Pore-scale network models

The Celia Group also has funding from the National Science Foundation to support mathematical developments related to CO2 modeling on very small scales. One aspect they are studying is hysteresis and phase trapping, with a focus on trapping models for nonwetting phases, including CO2. To understand how trapped nonwetting fluids evolve as a function of phase saturation, they are using pore-scale network models to simulate two-phase displacement and extracting a wide range of information about trapped nonwetting fluids. This information is being used to compare and test existing theories as well as new theories that include explicit representation of trapped phases.

In a project funded by the Department of Energy, with Catherine Peters as the lead PI, Celia and colleagues are using pore-scale network models to simulate reactive transport including dissolution and precipitation associated with carbonated brines injected into carbonate formations (Figure 8). These models provide insights into conditions under which dissolution, precipitation, or a complex combination of the two will occur, with associated calculations of changes in porosity and permeability. Like the two-phase hysteretic relationships, the response of porosity and permeability to geochemical reactions shows non-uniqueness, implying a complex relationship that depends on additional subscale factors.

Figure 8. Results from single‐phase reactive pore‐scale network models showing (a) pore network, (b) evolution of permeability and porosity for different invasion conditions, and (c) evolution of permeability as a function of injected pore volumes. Figure from Nogues et al. (2012).

§ Items
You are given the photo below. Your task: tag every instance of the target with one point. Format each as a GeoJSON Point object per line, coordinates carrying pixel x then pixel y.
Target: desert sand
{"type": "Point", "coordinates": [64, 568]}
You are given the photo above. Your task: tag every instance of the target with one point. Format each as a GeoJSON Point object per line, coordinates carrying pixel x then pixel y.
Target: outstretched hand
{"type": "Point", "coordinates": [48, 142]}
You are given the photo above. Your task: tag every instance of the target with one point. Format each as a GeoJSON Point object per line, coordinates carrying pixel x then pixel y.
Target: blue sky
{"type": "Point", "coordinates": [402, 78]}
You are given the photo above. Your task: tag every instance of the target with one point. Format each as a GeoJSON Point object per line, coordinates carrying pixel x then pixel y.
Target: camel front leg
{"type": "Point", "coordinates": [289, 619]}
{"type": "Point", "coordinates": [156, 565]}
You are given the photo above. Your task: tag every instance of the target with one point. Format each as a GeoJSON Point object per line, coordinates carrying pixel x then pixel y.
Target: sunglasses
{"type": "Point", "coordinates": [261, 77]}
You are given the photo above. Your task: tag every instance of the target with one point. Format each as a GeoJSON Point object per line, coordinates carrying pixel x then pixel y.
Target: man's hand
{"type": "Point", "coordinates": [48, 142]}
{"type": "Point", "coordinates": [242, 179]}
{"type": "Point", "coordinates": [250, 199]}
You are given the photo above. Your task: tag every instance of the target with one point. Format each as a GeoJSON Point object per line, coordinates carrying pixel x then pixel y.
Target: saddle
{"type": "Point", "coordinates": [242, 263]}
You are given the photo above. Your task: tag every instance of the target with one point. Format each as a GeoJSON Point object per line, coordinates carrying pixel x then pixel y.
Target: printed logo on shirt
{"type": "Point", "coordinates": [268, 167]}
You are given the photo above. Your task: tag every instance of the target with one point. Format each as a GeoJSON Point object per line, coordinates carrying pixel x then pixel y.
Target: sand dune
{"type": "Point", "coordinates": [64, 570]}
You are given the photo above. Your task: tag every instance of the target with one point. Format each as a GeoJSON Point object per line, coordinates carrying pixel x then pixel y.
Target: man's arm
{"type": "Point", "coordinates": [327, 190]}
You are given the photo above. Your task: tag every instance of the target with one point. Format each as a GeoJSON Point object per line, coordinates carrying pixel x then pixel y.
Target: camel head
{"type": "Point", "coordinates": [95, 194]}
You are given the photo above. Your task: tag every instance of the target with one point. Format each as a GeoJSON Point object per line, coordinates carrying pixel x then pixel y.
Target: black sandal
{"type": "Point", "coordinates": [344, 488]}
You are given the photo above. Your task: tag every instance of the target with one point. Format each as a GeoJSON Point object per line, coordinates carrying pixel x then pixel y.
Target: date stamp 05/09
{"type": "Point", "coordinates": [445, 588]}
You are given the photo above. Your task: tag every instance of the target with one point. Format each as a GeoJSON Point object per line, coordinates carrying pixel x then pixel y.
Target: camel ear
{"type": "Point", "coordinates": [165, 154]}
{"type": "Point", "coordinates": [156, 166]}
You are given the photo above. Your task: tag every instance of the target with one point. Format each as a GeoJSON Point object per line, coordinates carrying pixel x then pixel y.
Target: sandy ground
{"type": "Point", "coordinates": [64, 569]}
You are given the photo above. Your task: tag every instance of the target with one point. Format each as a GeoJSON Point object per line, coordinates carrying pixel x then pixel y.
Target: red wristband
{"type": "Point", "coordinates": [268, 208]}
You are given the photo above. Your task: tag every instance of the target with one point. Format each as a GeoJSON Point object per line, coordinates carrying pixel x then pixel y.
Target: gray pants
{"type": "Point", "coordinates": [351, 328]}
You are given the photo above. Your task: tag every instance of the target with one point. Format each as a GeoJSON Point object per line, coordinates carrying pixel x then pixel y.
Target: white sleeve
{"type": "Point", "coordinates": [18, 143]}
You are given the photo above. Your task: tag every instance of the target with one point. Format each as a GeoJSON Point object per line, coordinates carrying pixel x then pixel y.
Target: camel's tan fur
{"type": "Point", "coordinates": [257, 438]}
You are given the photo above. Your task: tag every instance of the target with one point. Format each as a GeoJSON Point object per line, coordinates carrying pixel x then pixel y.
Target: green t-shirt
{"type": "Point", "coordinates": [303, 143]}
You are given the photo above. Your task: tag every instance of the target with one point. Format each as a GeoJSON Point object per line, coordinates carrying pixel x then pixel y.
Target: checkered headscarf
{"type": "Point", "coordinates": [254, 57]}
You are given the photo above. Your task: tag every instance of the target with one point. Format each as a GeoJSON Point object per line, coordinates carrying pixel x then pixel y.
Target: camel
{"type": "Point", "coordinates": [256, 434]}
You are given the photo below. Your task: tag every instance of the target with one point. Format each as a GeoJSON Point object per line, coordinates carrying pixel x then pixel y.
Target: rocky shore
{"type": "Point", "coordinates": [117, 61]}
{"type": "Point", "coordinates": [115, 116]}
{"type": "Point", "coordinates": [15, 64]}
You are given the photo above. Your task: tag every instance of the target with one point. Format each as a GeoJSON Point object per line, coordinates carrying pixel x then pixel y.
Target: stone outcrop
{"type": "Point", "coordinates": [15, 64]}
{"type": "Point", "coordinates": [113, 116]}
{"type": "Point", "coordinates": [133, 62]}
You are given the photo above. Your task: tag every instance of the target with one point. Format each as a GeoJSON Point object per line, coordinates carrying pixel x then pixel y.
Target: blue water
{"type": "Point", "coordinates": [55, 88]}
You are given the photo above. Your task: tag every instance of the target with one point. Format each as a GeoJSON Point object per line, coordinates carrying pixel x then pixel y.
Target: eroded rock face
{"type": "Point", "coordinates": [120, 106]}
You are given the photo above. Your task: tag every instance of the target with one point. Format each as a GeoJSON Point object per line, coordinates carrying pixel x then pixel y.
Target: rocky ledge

§ Do this
Transcribe the passage from the text on pore-scale network models, starting with "The Celia Group" and going on through "of trapped phases.".

§ Task output
The Celia Group also has funding from the National Science Foundation to support mathematical developments related to CO2 modeling on very small scales. One aspect they are studying is hysteresis and phase trapping, with a focus on trapping models for nonwetting phases, including CO2. To understand how trapped nonwetting fluids evolve as a function of phase saturation, they are using pore-scale network models to simulate two-phase displacement and extracting a wide range of information about trapped nonwetting fluids. This information is being used to compare and test existing theories as well as new theories that include explicit representation of trapped phases.